▶ _Your instructions_
Go to the line that includes "Could you point at the asphalt pavement" and retype it, then every line after it to the end of the data, adding nothing.

Point-per-instance localization data
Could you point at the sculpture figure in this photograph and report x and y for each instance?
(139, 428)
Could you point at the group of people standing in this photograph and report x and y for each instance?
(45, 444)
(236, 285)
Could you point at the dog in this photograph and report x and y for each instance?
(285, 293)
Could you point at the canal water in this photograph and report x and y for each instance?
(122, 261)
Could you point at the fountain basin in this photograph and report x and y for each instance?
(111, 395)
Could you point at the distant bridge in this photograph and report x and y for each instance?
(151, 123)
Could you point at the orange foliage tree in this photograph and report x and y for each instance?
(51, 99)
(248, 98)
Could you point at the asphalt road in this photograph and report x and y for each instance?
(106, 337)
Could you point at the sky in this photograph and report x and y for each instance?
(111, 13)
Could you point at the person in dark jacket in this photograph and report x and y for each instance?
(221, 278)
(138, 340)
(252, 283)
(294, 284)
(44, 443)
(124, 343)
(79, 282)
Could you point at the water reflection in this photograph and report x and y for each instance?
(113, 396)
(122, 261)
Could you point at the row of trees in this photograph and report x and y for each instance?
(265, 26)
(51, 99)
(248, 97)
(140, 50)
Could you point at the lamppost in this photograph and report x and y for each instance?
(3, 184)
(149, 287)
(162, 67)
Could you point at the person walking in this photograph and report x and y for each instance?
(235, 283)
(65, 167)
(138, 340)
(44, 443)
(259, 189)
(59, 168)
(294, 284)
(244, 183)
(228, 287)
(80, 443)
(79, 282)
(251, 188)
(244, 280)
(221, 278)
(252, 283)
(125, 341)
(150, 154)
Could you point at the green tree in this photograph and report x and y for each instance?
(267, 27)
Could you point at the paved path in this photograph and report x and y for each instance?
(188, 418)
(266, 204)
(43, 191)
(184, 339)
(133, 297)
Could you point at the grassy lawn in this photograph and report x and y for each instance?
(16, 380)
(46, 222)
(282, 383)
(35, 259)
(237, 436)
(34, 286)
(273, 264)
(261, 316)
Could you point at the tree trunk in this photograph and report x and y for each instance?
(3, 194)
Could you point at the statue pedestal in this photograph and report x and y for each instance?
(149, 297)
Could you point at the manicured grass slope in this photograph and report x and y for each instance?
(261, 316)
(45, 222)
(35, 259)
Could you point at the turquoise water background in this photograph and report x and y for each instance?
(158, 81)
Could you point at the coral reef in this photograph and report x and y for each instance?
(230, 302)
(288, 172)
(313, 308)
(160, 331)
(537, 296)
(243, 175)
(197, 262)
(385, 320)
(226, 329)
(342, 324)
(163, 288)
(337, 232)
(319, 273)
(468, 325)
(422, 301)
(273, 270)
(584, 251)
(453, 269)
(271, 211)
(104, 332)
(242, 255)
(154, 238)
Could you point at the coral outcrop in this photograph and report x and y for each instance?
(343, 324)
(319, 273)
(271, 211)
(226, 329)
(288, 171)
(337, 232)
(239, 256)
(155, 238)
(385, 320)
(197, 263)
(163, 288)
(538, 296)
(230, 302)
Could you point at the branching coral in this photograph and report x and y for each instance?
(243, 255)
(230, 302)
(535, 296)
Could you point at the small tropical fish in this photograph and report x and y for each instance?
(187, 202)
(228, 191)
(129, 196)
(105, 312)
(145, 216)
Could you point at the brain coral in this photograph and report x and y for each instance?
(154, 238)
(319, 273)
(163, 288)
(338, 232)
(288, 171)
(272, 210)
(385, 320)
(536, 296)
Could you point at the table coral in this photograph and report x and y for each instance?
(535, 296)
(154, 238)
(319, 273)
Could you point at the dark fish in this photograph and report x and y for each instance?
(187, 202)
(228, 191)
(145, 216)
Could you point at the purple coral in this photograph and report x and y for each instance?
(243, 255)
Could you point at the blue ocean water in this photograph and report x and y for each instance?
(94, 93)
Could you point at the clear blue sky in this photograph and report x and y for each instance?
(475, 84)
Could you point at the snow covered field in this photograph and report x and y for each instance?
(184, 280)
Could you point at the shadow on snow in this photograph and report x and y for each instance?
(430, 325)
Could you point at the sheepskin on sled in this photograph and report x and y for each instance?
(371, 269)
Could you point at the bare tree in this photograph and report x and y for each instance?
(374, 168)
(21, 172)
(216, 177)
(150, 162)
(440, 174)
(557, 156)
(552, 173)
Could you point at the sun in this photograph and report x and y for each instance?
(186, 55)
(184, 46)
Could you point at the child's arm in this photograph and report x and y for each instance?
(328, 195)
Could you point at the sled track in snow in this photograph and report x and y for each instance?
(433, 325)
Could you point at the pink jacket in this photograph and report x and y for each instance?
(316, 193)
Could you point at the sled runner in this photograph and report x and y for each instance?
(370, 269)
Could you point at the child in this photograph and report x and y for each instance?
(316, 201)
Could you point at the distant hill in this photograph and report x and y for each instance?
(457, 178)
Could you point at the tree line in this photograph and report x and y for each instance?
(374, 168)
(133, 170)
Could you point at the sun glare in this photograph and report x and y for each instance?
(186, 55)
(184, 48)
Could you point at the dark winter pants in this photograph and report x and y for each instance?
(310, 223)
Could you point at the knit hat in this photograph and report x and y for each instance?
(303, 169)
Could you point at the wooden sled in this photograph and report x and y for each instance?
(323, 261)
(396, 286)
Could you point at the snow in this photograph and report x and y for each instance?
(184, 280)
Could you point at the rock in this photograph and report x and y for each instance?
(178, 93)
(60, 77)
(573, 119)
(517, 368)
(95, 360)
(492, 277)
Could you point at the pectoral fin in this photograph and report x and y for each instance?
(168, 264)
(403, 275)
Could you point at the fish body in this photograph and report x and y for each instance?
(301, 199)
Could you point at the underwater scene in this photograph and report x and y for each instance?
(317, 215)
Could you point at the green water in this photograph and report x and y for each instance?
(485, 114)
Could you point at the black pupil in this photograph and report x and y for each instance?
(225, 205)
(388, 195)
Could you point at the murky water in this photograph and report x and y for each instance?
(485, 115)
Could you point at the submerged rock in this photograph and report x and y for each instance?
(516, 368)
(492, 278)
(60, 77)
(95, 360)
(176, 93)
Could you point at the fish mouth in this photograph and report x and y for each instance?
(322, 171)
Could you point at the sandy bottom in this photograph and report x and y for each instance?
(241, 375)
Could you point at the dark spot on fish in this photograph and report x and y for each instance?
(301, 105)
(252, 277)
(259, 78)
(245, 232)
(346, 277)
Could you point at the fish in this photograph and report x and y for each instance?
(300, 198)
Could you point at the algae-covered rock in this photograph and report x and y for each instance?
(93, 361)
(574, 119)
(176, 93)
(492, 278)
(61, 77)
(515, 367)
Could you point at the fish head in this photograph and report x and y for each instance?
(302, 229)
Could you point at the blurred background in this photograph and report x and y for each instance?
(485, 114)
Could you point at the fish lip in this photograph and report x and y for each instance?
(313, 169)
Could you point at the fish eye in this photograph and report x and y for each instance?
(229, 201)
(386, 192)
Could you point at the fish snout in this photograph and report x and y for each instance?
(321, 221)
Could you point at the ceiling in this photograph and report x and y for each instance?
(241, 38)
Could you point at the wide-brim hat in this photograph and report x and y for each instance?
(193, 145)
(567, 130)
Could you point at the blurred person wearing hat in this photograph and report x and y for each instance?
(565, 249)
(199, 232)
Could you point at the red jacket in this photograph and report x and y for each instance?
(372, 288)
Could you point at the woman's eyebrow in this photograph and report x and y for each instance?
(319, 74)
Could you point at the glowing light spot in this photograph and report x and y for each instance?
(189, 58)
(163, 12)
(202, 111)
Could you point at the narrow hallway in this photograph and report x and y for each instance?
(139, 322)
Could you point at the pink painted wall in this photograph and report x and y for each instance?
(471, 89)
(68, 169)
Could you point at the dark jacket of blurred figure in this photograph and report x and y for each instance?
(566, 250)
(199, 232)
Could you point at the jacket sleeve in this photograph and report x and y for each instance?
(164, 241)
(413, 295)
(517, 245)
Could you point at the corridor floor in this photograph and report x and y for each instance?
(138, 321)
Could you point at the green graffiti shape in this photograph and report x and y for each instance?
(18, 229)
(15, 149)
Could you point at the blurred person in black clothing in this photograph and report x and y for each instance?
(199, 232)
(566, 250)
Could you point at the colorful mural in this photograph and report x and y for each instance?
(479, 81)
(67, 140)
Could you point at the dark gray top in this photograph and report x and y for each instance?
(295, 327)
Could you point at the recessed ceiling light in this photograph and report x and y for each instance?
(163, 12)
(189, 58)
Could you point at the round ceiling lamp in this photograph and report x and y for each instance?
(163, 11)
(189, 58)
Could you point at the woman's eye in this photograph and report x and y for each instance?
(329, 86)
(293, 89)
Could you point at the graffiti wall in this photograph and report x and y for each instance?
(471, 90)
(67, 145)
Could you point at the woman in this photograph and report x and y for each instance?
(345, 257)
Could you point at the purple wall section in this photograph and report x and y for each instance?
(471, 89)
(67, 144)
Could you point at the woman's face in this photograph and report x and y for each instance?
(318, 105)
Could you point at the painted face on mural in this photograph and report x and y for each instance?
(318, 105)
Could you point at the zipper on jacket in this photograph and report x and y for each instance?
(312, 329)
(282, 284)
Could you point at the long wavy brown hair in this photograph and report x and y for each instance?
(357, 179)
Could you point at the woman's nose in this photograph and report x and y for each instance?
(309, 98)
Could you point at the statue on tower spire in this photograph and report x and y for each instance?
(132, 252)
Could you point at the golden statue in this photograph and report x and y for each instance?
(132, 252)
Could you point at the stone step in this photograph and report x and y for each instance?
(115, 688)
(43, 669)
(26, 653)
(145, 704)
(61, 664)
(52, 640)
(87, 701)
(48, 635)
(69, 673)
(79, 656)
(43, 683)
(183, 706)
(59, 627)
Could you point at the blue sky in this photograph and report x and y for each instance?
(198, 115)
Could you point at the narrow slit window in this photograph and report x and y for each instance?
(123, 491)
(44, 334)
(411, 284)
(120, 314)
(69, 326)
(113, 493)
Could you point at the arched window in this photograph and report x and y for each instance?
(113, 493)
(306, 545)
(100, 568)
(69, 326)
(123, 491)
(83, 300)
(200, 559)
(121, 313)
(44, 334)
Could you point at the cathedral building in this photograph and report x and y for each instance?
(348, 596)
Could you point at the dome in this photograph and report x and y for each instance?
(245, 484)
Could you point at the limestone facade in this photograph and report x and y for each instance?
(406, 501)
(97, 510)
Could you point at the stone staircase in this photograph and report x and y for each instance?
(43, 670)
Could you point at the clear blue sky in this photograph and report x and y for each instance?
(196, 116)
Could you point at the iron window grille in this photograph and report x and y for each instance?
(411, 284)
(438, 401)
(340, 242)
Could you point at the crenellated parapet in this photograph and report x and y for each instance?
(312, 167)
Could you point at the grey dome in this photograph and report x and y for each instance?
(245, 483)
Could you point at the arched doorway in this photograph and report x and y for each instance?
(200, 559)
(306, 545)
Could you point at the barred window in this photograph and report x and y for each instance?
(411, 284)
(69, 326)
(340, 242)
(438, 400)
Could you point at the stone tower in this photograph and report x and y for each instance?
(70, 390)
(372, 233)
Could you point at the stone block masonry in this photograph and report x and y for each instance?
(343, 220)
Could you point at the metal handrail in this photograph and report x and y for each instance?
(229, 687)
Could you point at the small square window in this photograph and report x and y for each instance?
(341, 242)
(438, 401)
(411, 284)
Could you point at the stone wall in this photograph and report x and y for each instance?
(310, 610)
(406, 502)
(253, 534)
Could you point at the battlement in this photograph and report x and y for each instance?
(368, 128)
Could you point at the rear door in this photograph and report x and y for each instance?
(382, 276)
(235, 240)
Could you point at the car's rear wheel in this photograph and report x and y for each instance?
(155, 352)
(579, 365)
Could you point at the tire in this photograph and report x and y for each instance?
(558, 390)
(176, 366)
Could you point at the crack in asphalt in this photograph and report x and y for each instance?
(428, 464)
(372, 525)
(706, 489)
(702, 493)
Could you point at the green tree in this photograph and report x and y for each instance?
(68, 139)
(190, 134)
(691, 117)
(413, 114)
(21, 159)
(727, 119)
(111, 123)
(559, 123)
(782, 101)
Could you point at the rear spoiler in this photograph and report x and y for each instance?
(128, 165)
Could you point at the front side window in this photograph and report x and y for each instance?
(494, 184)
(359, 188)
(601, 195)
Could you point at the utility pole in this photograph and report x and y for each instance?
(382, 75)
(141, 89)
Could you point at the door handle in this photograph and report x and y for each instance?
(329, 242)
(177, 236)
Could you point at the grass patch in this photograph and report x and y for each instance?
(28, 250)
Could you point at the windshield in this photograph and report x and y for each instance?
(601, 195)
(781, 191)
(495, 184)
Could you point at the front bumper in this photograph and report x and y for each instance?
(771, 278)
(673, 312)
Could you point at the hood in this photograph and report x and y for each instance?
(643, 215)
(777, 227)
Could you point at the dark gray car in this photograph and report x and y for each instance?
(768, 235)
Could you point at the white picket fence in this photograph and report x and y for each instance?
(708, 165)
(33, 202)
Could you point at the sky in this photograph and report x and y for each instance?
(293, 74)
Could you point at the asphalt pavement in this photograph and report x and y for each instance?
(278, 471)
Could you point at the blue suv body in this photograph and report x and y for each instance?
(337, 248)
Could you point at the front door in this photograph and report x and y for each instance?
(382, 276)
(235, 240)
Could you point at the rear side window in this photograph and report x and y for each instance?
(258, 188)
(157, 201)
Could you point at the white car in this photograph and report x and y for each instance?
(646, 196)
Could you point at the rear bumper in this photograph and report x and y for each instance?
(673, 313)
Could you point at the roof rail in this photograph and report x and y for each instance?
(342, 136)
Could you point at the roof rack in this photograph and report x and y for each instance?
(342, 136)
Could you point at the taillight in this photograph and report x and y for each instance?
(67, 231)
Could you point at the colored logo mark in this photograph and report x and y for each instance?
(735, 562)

▶ _Expected answer_
Could you point at the asphalt pavement in this photograph and report x and y for each instance?
(278, 471)
Could you point at the blue suv body in this photograph and report x and y for each instance?
(337, 248)
Could you point at the front door in this photograph and report x and y for each instance?
(382, 276)
(235, 240)
Could you point at the rear side window in this photograph and report x and y for each instance?
(258, 188)
(157, 201)
Could you point at the white car in this photograph and report x and y for each instance?
(646, 196)
Could you point at the rear bumper in this photograph and report x and y for each instance?
(673, 313)
Could you point at the roof rail in this photograph and report x and y for each instance?
(342, 136)
Could you point at the roof rack in this photograph and report x and y for each instance?
(342, 136)
Could you point at the taillight in this photograph and report x and y for each instance?
(67, 231)
Could you point at the colored logo mark in this photograph and report x and y for each instance?
(735, 562)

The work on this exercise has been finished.